§ **EXTRACTED INFORMATION**:
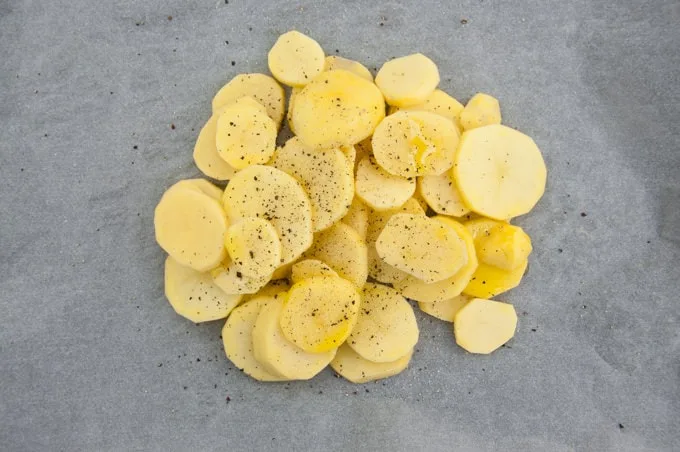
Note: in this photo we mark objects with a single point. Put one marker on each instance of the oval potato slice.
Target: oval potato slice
(386, 329)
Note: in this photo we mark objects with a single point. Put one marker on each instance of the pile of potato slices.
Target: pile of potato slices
(390, 190)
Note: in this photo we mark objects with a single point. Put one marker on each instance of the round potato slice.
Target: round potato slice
(295, 59)
(245, 135)
(408, 80)
(481, 326)
(356, 369)
(320, 312)
(337, 108)
(190, 226)
(415, 143)
(193, 294)
(445, 309)
(271, 194)
(254, 247)
(422, 247)
(380, 189)
(325, 175)
(343, 250)
(310, 268)
(264, 89)
(386, 329)
(441, 194)
(280, 356)
(448, 288)
(237, 337)
(499, 171)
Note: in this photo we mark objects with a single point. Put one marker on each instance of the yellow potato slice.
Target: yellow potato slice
(271, 194)
(280, 356)
(295, 59)
(445, 309)
(441, 194)
(481, 326)
(407, 80)
(343, 250)
(325, 175)
(415, 143)
(264, 89)
(245, 135)
(310, 268)
(422, 247)
(499, 171)
(320, 312)
(190, 226)
(448, 288)
(237, 337)
(481, 110)
(386, 329)
(254, 247)
(337, 108)
(193, 294)
(333, 63)
(380, 189)
(356, 369)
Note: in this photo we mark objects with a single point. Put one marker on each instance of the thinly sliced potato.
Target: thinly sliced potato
(325, 175)
(320, 312)
(416, 289)
(422, 247)
(237, 337)
(380, 189)
(356, 369)
(499, 172)
(190, 226)
(260, 87)
(271, 194)
(193, 294)
(337, 108)
(343, 250)
(407, 80)
(441, 194)
(280, 356)
(386, 329)
(482, 326)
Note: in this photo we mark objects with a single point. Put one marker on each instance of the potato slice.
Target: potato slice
(325, 175)
(333, 63)
(380, 189)
(295, 59)
(422, 247)
(271, 194)
(445, 309)
(481, 110)
(254, 247)
(386, 329)
(310, 268)
(415, 143)
(343, 250)
(356, 369)
(448, 288)
(190, 226)
(260, 87)
(499, 171)
(337, 108)
(320, 312)
(245, 135)
(280, 356)
(408, 80)
(482, 326)
(193, 294)
(441, 194)
(237, 337)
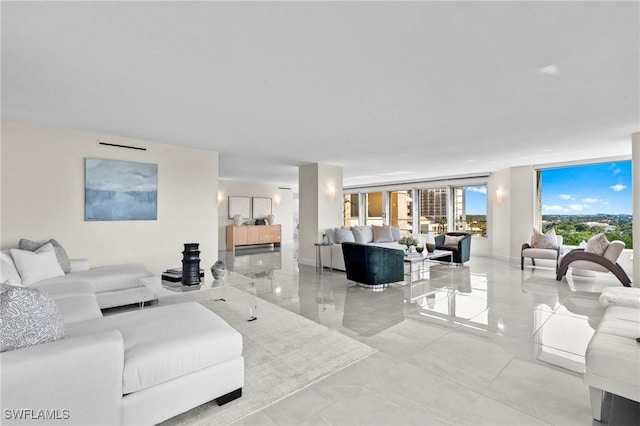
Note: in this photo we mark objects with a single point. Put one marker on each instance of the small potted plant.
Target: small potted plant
(409, 241)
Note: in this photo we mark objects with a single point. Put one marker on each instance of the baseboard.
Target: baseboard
(307, 262)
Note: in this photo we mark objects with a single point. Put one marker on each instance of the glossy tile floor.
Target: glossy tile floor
(484, 343)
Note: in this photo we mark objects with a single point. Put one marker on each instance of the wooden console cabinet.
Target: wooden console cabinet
(252, 234)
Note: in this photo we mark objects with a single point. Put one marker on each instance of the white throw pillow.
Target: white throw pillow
(29, 317)
(331, 235)
(35, 266)
(597, 244)
(548, 240)
(362, 234)
(344, 235)
(452, 240)
(382, 234)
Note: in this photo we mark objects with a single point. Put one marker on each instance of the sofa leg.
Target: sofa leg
(229, 397)
(596, 395)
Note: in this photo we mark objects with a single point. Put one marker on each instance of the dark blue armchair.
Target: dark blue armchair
(371, 265)
(460, 251)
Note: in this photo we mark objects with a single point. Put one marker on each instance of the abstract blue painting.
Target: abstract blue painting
(120, 190)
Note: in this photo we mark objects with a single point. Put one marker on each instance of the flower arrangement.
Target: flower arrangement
(409, 240)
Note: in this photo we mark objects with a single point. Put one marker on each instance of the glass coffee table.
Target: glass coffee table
(167, 292)
(419, 273)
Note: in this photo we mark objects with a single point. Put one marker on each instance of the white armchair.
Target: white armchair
(530, 252)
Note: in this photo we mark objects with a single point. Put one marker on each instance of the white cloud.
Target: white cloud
(480, 189)
(553, 209)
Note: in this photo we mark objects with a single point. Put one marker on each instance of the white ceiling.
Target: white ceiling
(390, 91)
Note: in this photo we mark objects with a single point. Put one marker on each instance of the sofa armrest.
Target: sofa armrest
(79, 378)
(79, 265)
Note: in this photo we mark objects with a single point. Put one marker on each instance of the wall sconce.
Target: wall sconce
(331, 191)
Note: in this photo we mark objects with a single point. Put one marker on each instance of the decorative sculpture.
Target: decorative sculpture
(191, 264)
(270, 219)
(218, 270)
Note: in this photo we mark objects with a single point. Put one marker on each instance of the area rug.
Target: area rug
(283, 354)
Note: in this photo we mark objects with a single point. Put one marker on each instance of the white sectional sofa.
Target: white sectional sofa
(612, 359)
(332, 254)
(113, 285)
(133, 368)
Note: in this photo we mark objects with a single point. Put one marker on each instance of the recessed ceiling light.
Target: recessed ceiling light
(549, 70)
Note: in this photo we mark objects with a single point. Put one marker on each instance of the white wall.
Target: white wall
(635, 147)
(43, 197)
(511, 195)
(281, 205)
(318, 208)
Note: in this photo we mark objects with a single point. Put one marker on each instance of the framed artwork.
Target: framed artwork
(120, 190)
(239, 205)
(261, 207)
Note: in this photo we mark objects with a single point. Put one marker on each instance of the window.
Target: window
(400, 209)
(351, 210)
(433, 210)
(470, 209)
(375, 209)
(581, 201)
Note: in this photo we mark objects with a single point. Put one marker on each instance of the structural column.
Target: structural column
(635, 167)
(321, 206)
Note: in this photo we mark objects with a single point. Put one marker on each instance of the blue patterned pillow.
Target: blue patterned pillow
(29, 317)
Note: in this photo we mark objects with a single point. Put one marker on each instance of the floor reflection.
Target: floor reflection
(481, 326)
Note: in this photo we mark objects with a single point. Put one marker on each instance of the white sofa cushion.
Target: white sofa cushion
(74, 308)
(61, 253)
(613, 351)
(597, 244)
(382, 234)
(166, 342)
(38, 265)
(29, 317)
(109, 278)
(548, 240)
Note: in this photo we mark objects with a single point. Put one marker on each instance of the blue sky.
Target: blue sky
(476, 199)
(591, 189)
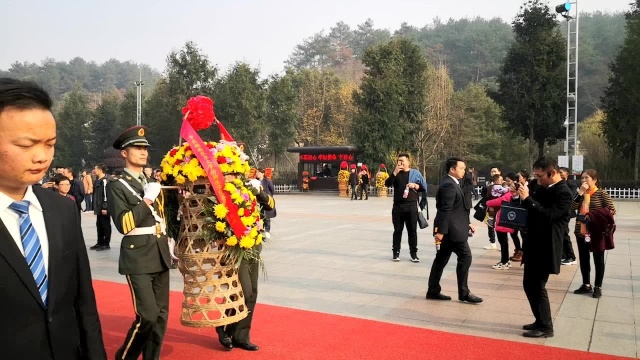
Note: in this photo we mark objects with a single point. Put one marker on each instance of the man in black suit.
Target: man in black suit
(568, 256)
(47, 304)
(548, 218)
(451, 231)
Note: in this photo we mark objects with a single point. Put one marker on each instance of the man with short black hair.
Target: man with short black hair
(451, 234)
(101, 209)
(47, 303)
(547, 220)
(568, 256)
(134, 203)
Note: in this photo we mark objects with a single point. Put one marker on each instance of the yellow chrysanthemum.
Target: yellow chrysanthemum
(247, 242)
(248, 221)
(232, 241)
(220, 211)
(220, 226)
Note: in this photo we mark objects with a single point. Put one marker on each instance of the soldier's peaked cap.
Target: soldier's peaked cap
(134, 136)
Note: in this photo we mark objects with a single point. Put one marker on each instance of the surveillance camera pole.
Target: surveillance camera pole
(572, 17)
(139, 85)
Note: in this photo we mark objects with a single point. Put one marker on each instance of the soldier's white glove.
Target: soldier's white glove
(151, 191)
(172, 247)
(256, 184)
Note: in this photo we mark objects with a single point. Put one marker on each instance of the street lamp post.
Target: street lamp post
(139, 84)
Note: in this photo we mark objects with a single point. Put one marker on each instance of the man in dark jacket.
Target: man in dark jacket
(100, 209)
(568, 256)
(451, 227)
(269, 189)
(548, 218)
(353, 182)
(77, 188)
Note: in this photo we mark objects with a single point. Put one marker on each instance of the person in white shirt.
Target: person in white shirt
(47, 303)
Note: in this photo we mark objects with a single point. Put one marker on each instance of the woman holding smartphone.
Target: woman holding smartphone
(590, 197)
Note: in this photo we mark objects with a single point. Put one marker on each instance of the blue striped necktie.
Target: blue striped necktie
(32, 248)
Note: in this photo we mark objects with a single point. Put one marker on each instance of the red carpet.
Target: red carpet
(285, 333)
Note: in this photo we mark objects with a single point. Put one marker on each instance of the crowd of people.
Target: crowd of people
(46, 293)
(55, 312)
(533, 211)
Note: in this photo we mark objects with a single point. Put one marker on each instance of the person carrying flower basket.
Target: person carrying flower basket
(227, 211)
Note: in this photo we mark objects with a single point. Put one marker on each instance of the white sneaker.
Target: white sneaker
(491, 246)
(501, 266)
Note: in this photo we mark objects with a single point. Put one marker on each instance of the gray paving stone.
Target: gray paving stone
(333, 255)
(580, 330)
(615, 310)
(614, 338)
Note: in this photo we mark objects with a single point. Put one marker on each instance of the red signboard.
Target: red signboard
(326, 157)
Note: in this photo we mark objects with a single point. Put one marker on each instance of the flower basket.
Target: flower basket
(212, 292)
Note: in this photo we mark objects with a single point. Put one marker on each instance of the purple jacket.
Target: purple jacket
(497, 203)
(601, 227)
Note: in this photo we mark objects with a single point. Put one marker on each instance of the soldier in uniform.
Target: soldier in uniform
(238, 334)
(136, 207)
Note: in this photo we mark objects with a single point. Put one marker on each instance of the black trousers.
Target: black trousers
(103, 224)
(402, 216)
(462, 250)
(503, 240)
(534, 282)
(248, 272)
(585, 262)
(150, 295)
(363, 191)
(492, 234)
(567, 248)
(516, 240)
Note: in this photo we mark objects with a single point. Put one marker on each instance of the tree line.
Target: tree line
(467, 87)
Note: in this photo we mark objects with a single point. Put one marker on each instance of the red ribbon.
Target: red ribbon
(211, 167)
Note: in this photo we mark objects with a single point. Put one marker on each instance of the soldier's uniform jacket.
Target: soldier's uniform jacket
(139, 254)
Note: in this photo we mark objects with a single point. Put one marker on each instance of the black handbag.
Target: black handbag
(423, 217)
(513, 216)
(480, 211)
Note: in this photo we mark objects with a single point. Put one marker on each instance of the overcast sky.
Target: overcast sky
(262, 33)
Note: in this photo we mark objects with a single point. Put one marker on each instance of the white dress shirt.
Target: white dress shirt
(12, 222)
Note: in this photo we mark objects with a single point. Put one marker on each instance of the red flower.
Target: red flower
(199, 112)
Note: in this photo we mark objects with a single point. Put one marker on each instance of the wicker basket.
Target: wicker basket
(212, 292)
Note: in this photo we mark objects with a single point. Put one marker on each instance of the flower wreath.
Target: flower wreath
(180, 166)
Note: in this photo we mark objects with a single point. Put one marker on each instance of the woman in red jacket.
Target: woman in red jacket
(501, 231)
(590, 197)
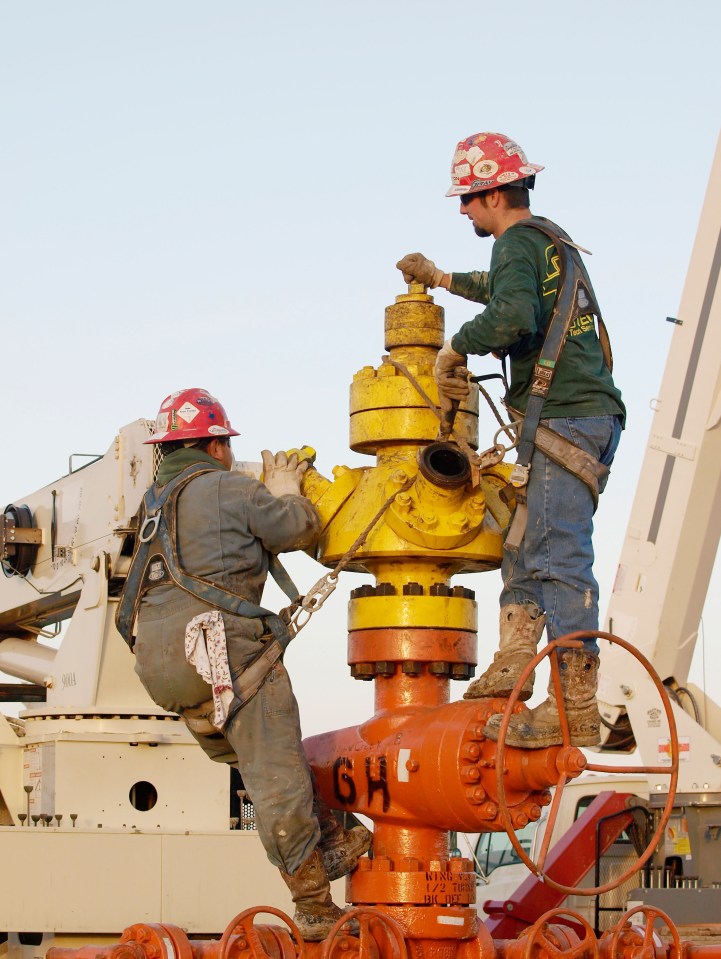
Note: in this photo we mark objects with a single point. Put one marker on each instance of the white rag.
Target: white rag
(206, 650)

§ **TASK TO COMPLETE**: Output the lines above between the one holding "round potato slice." and the one holding "yellow potato slice.", inclusive, with nothing before or after them.

§ **ANSWER BELOW**:
Note: in this photo we mark objects with a single point. Put one marker on each instance of the round potato slice.
Target: round potato slice
(295, 59)
(245, 135)
(408, 80)
(481, 326)
(356, 369)
(320, 312)
(337, 108)
(190, 226)
(415, 143)
(193, 294)
(445, 309)
(271, 194)
(254, 247)
(422, 247)
(380, 189)
(325, 175)
(343, 250)
(310, 268)
(264, 89)
(386, 329)
(441, 194)
(280, 356)
(448, 288)
(237, 337)
(499, 171)
Note: in this photo we mark objects with a single point. Put one marker on each instance of the yellow potato slice.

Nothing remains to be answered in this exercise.